— Фрагмент страницы —
Лембит Короедов. Наверное, постмодернизм

(Журавель, Шаранин) 

Как обычно, не зная с чего начать, начну с себя. Когда-то спросил у умных людей, что такое постмодернизм. Мне ответили длинно и умно, и я все понял. Но сейчас уже забыл, потому что это было длинно. Потом я прочитал статью в Википедии и тоже все понял. Но опять забыл, потому что там тоже очень длинно. Потом мне кто-то сказал коротко: «Постмодернизм — это шизофрения в литературе». Вот этому я поверил и хорошо это запомнил, потому что коротко. Из этого и исходить буду. Это я на тот случай написал, если Шаранин с Журавелем вдруг окажутся не постмодернистами, и мне кто-то на это укажет. Это я так подстраховался.

— Поставленная задача 1 —
Выведите из текста о постмодернизме дословно всё, начиная с «Как обычно, не» и заканчивая «я так подстраховался.».

— Исходные данные —
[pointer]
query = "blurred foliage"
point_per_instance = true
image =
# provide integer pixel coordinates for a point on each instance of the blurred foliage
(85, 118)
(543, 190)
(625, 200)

— Поставленная задача 2 —
Оформите строки всех записей как таблицу Markdown со столбцами «Номер» и «Строка», пропустив пустые строки.

— Ответ 1 —
Как обычно, не зная с чего начать, начну с себя. Когда-то спросил у умных людей, что такое постмодернизм. Мне ответили длинно и умно, и я все понял. Но сейчас уже забыл, потому что это было длинно. Потом я прочитал статью в Википедии и тоже все понял. Но опять забыл, потому что там тоже очень длинно. Потом мне кто-то сказал коротко: «Постмодернизм — это шизофрения в литературе». Вот этому я поверил и хорошо это запомнил, потому что коротко. Из этого и исходить буду. Это я на тот случай написал, если Шаранин с Журавелем вдруг окажутся не постмодернистами, и мне кто-то на это укажет. Это я так подстраховался.

— Ответ 2 —
| Номер | Строка |
|---|---|
| 1 | [pointer] |
| 2 | query = "blurred foliage" |
| 3 | point_per_instance = true |
| 4 | image = |
| 5 | # provide integer pixel coordinates for a point on each instance of the blurred foliage |
| 6 | (85, 118) |
| 7 | (543, 190) |
| 8 | (625, 200) |